此 PR 未见 review 讨论或评论。

- 暂无高价值评论线程

# 风险与影响

- 风险：
 - **回归风险**：将 `device='cuda'` 改为 `device=current_platform.device_type` 可能引入问题，若 `current_platform.device_type` 返回的值不是 CUDA 支持的设备（如 `xpu`），在 CUDA 上也可能使用此分支，但当前代码仅在 `is_cuda_alike()` 或 `is_xpu()` 下导入，因此风险较低。
 - **缺失测试**：该 PR 未包含任何测试，无法保证融合 pass 在 XPU 上的正确性和性能收益。建议添加针对性的单元测试或集成测试。
- 影响：
 - **用户**：使用 XPU 平台的用户将自动获得 norm 和 act 量化融合优化，可能带来推理性能提升。
 - **系统**：仅影响 XPU 平台的编译流程，CUDA 等平台行为保持不变。
 - **团队**：变更范围较小，易于回退。
 - 风险标记：缺少测试覆盖

# 关联脉络

- PR #44308 [ROCm] Fix AITER RMSNormQuantFusion for Kimi-Linear: 同样涉及 RMSNormQuantFusion，但属于 ROCm 平台修复。

——

• [给定任务]:
把这段 PR 说明里从“- 暂无高价值评论线程”一直到“在 XPU 上的正确性和性能收益。建议添加针对性的单元测试或集成测试。”的部分，一字不差地重抄一遍。

坐标标注条目

——

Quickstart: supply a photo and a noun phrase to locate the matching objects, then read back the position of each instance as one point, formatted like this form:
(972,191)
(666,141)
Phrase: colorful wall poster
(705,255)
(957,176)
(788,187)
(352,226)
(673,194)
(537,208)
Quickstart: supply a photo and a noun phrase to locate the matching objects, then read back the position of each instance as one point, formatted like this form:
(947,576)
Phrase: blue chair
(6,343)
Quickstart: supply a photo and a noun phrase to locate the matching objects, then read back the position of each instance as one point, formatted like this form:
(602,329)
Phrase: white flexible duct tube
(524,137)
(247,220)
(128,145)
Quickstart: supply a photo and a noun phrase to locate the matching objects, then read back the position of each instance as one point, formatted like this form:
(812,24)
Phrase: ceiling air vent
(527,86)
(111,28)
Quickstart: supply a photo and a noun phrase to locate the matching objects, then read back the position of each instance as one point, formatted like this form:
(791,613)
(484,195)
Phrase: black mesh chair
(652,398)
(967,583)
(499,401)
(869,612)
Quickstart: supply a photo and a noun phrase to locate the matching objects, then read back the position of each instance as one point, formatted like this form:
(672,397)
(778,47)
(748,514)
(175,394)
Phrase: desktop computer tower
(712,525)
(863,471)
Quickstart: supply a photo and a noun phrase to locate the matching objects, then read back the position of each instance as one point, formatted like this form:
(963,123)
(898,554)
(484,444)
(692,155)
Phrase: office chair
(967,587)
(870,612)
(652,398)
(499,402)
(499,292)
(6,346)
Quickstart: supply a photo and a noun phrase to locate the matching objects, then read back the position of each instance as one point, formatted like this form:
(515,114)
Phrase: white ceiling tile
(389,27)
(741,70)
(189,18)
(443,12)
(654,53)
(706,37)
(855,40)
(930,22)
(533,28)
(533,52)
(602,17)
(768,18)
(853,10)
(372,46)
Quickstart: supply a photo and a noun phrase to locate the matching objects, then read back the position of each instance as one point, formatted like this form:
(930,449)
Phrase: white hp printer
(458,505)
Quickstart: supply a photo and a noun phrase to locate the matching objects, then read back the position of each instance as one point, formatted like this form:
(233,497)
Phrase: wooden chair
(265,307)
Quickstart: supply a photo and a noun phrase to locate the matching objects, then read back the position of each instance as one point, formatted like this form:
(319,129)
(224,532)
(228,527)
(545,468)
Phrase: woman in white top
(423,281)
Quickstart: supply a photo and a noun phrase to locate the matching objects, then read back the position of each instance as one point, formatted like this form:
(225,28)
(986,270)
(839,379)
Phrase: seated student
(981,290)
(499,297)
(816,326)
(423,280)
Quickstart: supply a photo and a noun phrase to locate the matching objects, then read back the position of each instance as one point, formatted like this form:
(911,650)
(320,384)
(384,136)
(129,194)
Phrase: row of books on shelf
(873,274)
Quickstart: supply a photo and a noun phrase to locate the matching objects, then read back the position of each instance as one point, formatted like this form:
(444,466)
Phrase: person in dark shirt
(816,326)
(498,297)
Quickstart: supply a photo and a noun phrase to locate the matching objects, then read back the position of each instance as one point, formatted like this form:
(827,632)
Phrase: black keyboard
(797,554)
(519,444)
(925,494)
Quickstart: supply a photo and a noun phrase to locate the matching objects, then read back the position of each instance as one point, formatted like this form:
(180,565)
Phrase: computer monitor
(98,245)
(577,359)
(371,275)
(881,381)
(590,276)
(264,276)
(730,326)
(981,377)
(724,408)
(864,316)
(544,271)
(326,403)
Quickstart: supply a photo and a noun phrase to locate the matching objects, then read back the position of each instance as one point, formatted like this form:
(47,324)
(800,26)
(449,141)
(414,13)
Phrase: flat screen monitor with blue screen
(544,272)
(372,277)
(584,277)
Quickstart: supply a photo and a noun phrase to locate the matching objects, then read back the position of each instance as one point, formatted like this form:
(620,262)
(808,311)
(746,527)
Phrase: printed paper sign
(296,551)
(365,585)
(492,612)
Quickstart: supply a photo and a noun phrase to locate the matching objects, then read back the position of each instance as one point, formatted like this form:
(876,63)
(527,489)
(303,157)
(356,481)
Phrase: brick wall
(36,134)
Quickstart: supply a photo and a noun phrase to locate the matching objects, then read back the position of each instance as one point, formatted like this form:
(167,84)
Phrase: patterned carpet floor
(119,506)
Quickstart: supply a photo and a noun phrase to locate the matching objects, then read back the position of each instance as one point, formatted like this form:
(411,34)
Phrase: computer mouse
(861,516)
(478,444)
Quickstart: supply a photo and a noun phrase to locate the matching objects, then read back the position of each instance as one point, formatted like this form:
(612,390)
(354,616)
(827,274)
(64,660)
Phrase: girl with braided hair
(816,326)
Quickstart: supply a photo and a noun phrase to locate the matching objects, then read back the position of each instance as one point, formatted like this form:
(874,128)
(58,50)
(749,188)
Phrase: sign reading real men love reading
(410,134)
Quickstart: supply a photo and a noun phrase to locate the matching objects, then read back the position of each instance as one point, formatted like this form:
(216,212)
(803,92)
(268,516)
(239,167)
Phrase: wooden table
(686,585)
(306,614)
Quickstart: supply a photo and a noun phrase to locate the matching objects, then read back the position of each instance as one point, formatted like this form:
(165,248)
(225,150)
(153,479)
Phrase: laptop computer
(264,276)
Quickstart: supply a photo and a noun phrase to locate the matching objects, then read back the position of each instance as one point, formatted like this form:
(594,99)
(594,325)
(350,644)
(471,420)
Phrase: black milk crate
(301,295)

——

• [回复]:
- 暂无高价值评论线程

# 风险与影响

- 风险：
 - **回归风险**：将 `device='cuda'` 改为 `device=current_platform.device_type` 可能引入问题，若 `current_platform.device_type` 返回的值不是 CUDA 支持的设备（如 `xpu`），在 CUDA 上也可能使用此分支，但当前代码仅在 `is_cuda_alike()` 或 `is_xpu()` 下导入，因此风险较低。
 - **缺失测试**：该 PR 未包含任何测试，无法保证融合 pass 在 XPU 上的正确性和性能收益。建议添加针对性的单元测试或集成测试。